**GOAL**
Please update the listing below by replacing "bounding box" with "enclosing rectangle" wherever it occurs, leaving every other word unchanged.

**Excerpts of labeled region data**
╔══

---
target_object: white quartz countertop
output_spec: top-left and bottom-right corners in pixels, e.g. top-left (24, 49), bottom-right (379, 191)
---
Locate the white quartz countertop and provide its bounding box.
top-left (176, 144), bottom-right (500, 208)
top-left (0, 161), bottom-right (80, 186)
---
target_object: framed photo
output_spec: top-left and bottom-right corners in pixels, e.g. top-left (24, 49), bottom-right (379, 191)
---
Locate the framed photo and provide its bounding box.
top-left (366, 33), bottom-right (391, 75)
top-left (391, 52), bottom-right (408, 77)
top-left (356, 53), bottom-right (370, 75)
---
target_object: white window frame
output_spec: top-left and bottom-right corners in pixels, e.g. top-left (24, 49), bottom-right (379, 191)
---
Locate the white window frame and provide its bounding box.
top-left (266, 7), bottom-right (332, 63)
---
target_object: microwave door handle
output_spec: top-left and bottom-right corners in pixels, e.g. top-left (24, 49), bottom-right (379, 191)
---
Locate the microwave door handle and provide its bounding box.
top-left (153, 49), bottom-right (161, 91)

╚══

**CORRECT RESPONSE**
---
target_object: white quartz countertop
output_spec: top-left and bottom-right corners in pixels, e.g. top-left (24, 49), bottom-right (379, 191)
---
Locate the white quartz countertop and provide its enclosing rectangle.
top-left (176, 144), bottom-right (500, 208)
top-left (0, 161), bottom-right (80, 186)
---
target_object: framed photo
output_spec: top-left and bottom-right corners in pixels, e.g. top-left (24, 49), bottom-right (379, 191)
---
Locate the framed photo and provide its enclosing rectangle.
top-left (366, 33), bottom-right (391, 75)
top-left (391, 52), bottom-right (408, 77)
top-left (356, 53), bottom-right (370, 75)
---
target_object: white window frame
output_spec: top-left and bottom-right corners in pixels, e.g. top-left (24, 49), bottom-right (379, 191)
---
Locate the white window frame and provide its enclosing rectangle.
top-left (266, 7), bottom-right (332, 63)
---
target_object: microwave door handle
output_spec: top-left and bottom-right corners in pixels, e.g. top-left (24, 49), bottom-right (379, 191)
---
Locate the microwave door handle and provide its enclosing rectangle.
top-left (153, 49), bottom-right (161, 91)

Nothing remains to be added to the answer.